* _Ejercicio_:
Transcriba de forma literal el fragmento del texto sobre China que comienza con "China es fascinante, inmensa, cautivadora, plena" y llega hasta "creencias y tradiciones.", inclusive.

China es fascinante, inmensa, cautivadora, plena de colores y sabores, de aromas y de historia. China no es sólo superpotencia económica sino también un destino ineludible y obligado para cualquier viajero; es el Gran Viaje que todos queremos cumplir, lleno de exotismo y de modernidad, un contraste que sus habitantes parecen disfrutar, una una sociedad que ha cambiado muy rápidamente, pero que de ningún modo quiere renunciar a sus creencias y tradiciones.
Son casi 10.000 kilómetros los que separan nuestro país del gigante asiático. Pero la diferencia no es sólo espacial. Yo recomiendo haber viajado antes, como mínimo; a dos países de Asia antes de pisar tierra china, ya que de esta manera algunas singularidades no nos serán tan ajenas. Pero ya iremos desgranando estas perlas orientales que aún habiendo recorrido gran parte de Asia me chocaron y sorprendieron.

Listado de datos:
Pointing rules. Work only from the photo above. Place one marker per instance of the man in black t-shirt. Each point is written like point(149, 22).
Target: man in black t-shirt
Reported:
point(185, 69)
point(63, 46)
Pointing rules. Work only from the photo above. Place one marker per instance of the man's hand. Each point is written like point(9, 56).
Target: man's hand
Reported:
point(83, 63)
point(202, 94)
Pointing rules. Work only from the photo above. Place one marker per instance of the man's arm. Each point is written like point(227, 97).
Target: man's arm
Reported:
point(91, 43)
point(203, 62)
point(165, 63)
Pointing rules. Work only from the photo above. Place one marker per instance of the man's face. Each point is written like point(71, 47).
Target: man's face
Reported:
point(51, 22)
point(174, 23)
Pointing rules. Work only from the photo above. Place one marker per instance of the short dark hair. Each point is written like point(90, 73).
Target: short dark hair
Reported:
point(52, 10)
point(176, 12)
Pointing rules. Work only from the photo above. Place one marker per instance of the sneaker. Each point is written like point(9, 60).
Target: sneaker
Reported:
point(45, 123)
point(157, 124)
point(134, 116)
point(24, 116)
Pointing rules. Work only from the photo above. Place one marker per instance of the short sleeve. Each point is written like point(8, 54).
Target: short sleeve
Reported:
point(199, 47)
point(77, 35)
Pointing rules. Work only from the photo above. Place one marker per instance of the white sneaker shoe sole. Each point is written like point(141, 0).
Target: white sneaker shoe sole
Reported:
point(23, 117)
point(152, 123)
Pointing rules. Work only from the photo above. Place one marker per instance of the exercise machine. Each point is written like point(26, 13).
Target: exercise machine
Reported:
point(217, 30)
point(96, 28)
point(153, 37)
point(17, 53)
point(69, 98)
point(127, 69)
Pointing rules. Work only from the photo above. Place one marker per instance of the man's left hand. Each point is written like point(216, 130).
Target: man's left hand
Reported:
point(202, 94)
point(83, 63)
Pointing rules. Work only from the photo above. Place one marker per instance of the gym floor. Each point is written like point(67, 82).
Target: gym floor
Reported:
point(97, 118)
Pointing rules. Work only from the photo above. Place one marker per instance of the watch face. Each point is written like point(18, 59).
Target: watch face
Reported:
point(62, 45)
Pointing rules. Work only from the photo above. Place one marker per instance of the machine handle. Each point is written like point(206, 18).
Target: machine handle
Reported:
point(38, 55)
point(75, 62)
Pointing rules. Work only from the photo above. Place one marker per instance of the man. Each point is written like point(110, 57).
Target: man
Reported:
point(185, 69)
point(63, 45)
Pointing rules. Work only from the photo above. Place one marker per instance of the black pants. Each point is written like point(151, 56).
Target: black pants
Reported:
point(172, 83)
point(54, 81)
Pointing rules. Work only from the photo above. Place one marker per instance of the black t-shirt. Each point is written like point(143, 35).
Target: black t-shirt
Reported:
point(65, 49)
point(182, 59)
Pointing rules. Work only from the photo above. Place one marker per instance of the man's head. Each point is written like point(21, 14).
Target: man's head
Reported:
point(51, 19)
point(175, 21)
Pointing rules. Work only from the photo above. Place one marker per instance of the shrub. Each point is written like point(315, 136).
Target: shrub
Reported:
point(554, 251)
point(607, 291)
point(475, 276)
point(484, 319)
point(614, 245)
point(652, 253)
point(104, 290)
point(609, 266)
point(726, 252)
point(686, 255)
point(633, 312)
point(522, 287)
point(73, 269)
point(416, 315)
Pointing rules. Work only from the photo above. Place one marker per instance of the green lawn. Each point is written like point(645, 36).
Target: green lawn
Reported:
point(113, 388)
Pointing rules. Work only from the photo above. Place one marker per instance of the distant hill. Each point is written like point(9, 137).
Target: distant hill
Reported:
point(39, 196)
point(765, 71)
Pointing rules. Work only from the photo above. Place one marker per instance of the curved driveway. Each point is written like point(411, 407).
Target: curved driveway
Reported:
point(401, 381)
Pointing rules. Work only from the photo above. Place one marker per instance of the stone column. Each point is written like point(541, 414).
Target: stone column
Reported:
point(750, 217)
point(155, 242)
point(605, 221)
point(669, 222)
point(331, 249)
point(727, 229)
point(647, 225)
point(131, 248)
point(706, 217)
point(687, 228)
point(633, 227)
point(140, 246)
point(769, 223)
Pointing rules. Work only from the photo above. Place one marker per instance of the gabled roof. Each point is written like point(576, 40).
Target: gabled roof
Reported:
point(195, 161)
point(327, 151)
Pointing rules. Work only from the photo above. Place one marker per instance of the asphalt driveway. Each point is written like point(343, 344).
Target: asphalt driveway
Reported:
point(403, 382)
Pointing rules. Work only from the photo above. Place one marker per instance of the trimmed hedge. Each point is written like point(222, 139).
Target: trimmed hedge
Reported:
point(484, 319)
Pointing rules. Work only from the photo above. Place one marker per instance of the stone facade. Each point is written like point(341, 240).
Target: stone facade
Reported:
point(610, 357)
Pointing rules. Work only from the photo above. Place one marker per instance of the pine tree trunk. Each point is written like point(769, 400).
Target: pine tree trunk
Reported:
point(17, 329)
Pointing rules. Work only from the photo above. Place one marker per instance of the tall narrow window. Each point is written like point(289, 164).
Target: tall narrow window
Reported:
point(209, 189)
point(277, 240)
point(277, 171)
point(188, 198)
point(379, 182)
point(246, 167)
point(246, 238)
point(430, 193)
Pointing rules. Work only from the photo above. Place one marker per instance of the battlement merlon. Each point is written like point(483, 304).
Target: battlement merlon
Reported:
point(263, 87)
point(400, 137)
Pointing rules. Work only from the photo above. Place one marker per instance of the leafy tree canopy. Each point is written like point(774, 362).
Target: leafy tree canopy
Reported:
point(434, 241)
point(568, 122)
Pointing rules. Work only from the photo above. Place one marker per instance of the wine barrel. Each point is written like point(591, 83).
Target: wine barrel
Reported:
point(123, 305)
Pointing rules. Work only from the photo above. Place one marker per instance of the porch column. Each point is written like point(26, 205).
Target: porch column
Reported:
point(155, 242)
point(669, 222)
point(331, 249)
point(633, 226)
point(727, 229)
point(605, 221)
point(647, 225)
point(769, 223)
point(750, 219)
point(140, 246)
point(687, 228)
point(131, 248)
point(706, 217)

* _Resultado del ejercicio_:
China es fascinante, inmensa, cautivadora, plena de colores y sabores, de aromas y de historia. China no es sólo superpotencia económica sino también un destino ineludible y obligado para cualquier viajero; es el Gran Viaje que todos queremos cumplir, lleno de exotismo y de modernidad, un contraste que sus habitantes parecen disfrutar, una una sociedad que ha cambiado muy rápidamente, pero que de ningún modo quiere renunciar a sus creencias y tradiciones.